---------- TEXT TO READ

I gave up (having the firewall reboot in the middle of phone calls is a deal breaker!), got a new SSD, and installed 17.1.4. Restored my configuration, reinstalled my plugins, and rebooted.
(http://venus.morante.net/downloads/unibia/screenshots/Screenshot-2017-7-5.png)
I discovered that OPNSense doesn't like multi-boot. I was hoping to have both SSD's installed and have the ability to boot into different firmware, but even if I boot off the second SSD, the firmware on the first still gets loaded, very odd.
Interestingly I noticed something on the dashboard that wasn't working in 17.1.8...
(http://venus.morante.net/downloads/unibia/screenshots/Screenshot-2017-7-5-Dashboard-Lobby-stargate.png)
The gateway status panel has content were as it previously did not. I do remember this working before doing the update. So perhaps there is indeed something broken in the latest firmware.
Sadly the kernel panics continue. I managed to capture the full output from the console.
http://bin.morante.net/?a7abaf76b27003b4#tzPdX3k8gOD2+SGl4w7uvU2Bxi4/hsYlQcACBAuh1HI=
I'm starting to notice a pattern with the kernel panics. They seem to happen regularly at ~7:30 UTC and ~13:00 UTC
I'm assuming the lack of additional response is either this is a known bug, no one knows what is wrong, or no one wants to help?
Really hoping I can make this work.
Hi tuaris,
No responses from me means not enough time for helping out here.
I don't expect the update is the issue. You could easily go back to an older kernel (it crashes there after all):
# opnsense-update -kr 17.1.4
# /usr/local/etc/rc.reboot
If the crashes continue this is due to heavy traffic and / or heat.
Your stack trace is also interesting in that it includes Firewall State Sync, IPsec and VLANs at the same time.
Also, how many services are you running? IPS? Web proxy? How is your RAM usage?
random_fortuna_pre_read() at the top is not a networking subsystem, the box crashes trying get random bytes for the kernel for an IP packet it tries to send out.
You could also also try to shape your traffic a bit to take the edge off... The Soekris net6501 isn't the fastest hardware around anymore.
Cheers,
Franco
PS: How is 17.1.9 performing?
Thanks I didn't mean to sound too negative. That last post was made after the box crashed at the worst possible moment :).
I have begun to notice a pattern. Whenever I put stress on it (by means of heavy VPN, VLAN, and sometimes traffic usage) it does seem to trigger the problem. I use several VLANS, a few IPSec tunnels, the PPTP, uPNP plugins, and interface bonding with LAGG. There are a several services running behind it using port forwards, VoIP, multiple HTTP services, mail, etc..
I totally understand it's a pretty taxing setup. Interestingly enough with the exception of interface bonding, the previous device (a net4801) handled the load using m0n0wall (it's currently got an uptime of 780 days!). I also get the difference between OPNSense vs m0n0wall is significant.

--------------------

■ **STATED EXERCISE 1**: Print the passage of the OPNsense thread above between "Sadly the kernel" and "the same time.", inclusive.
■ **STATED EXERCISE 2**: Gather every line of the listing below that contains the string "santa".

---------- EXERCISE INPUTS

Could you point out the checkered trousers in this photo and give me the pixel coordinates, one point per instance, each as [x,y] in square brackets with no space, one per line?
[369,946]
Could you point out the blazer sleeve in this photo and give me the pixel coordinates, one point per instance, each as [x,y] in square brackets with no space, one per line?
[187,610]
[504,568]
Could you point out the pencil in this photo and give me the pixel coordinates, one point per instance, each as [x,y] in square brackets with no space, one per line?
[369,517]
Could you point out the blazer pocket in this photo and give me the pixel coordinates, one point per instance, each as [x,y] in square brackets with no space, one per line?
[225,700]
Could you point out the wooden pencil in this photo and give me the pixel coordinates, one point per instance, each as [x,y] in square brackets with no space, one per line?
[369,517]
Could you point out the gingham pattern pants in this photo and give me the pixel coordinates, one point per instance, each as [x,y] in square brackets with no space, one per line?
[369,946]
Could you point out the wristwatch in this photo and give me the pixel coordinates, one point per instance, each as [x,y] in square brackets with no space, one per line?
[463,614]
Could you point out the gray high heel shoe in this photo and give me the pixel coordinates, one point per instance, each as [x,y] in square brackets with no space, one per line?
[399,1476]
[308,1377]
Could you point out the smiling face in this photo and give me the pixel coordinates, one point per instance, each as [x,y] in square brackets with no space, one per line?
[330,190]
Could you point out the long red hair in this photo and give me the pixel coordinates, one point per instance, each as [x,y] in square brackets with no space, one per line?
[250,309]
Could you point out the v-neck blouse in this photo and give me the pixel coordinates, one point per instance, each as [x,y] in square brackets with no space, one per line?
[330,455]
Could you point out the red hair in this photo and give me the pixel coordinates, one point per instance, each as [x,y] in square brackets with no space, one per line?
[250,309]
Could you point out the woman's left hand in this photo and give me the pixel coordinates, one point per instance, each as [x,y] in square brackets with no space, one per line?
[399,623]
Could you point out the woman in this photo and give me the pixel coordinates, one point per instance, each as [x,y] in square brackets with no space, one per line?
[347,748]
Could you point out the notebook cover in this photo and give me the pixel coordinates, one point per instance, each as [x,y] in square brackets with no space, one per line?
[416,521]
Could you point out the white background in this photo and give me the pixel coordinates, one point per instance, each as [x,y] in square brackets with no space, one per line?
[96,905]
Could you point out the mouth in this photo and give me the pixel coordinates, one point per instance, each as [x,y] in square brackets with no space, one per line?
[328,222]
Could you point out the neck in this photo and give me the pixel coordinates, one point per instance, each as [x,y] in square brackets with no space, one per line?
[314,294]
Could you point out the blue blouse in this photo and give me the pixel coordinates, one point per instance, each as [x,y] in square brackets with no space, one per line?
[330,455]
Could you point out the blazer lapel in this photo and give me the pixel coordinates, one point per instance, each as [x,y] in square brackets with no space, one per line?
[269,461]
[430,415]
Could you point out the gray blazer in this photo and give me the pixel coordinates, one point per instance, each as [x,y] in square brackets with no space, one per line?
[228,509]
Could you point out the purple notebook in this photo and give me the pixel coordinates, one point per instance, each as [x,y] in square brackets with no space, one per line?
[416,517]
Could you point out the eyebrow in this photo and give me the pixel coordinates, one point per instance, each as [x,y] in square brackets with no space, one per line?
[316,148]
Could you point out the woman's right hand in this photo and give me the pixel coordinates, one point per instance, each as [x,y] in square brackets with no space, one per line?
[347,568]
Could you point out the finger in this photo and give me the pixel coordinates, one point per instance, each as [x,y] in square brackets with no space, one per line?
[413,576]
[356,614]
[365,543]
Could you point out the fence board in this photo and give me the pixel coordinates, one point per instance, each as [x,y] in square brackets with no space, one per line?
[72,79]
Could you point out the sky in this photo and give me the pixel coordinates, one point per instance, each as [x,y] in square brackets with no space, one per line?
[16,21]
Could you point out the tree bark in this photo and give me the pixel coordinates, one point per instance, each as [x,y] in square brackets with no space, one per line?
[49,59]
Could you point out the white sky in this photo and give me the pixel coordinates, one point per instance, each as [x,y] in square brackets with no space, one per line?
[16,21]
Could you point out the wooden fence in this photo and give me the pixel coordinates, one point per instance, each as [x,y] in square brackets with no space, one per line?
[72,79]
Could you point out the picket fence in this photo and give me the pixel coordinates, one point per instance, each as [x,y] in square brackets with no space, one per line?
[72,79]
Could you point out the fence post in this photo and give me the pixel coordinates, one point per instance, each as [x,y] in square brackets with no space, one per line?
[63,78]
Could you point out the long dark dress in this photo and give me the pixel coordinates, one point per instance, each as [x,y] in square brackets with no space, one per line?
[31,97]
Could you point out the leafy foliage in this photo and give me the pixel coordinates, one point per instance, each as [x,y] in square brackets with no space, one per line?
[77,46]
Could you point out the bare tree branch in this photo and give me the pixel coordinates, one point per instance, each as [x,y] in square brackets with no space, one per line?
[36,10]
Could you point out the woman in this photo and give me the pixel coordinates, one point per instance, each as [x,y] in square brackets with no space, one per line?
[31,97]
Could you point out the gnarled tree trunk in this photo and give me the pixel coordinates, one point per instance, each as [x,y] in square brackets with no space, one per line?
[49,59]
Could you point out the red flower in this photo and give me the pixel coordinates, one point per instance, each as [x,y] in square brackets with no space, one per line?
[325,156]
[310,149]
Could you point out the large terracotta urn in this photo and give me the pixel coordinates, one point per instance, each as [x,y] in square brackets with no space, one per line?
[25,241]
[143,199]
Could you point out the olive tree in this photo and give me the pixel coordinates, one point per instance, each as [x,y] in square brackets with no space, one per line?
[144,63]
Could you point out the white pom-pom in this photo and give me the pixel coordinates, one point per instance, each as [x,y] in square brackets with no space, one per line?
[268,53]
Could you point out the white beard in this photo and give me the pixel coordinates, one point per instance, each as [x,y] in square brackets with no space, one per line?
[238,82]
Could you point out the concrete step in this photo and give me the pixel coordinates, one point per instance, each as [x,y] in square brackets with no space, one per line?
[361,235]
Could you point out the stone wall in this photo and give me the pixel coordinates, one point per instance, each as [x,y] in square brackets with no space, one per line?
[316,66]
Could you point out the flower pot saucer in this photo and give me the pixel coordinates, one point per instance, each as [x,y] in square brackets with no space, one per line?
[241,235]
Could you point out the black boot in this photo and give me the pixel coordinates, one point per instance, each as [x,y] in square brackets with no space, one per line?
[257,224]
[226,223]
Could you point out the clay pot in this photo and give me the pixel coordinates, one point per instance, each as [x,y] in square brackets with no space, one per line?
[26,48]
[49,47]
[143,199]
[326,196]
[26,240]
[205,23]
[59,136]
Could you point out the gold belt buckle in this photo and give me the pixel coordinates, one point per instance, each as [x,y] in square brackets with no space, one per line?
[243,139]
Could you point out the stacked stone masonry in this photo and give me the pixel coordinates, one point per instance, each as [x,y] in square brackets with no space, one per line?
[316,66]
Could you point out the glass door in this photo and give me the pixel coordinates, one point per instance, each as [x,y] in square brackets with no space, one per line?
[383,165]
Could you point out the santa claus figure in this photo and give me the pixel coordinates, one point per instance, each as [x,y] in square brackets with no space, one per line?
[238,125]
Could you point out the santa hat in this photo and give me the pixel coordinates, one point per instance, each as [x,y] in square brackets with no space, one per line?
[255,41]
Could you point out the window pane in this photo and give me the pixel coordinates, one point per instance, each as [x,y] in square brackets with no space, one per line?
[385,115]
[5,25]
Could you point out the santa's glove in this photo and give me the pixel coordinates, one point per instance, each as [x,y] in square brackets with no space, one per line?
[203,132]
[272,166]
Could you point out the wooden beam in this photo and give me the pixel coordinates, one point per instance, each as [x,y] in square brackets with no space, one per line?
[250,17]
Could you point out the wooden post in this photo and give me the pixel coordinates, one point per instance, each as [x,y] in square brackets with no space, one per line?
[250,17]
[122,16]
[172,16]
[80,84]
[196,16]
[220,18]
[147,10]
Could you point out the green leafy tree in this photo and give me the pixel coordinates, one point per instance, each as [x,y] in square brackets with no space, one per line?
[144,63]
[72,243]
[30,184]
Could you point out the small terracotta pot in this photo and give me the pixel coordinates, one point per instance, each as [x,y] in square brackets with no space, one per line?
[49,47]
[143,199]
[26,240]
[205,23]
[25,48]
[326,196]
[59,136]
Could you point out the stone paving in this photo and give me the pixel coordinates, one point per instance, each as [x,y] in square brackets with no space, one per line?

--------------------

■ **SOLUTION 1**:
Sadly the kernel panics continue. I managed to capture the full output from the console.
http://bin.morante.net/?a7abaf76b27003b4#tzPdX3k8gOD2+SGl4w7uvU2Bxi4/hsYlQcACBAuh1HI=
I'm starting to notice a pattern with the kernel panics. They seem to happen regularly at ~7:30 UTC and ~13:00 UTC
I'm assuming the lack of additional response is either this is a known bug, no one knows what is wrong, or no one wants to help?
Really hoping I can make this work.
Hi tuaris,
No responses from me means not enough time for helping out here.
I don't expect the update is the issue. You could easily go back to an older kernel (it crashes there after all):
# opnsense-update -kr 17.1.4
# /usr/local/etc/rc.reboot
If the crashes continue this is due to heavy traffic and / or heat.
Your stack trace is also interesting in that it includes Firewall State Sync, IPsec and VLANs at the same time.

■ **SOLUTION 2**:
Could you point out the santa claus figure in this photo and give me the pixel coordinates, one point per instance, each as [x,y] in square brackets with no space, one per line?
Could you point out the santa hat in this photo and give me the pixel coordinates, one point per instance, each as [x,y] in square brackets with no space, one per line?
Could you point out the santa's glove in this photo and give me the pixel coordinates, one point per instance, each as [x,y] in square brackets with no space, one per line?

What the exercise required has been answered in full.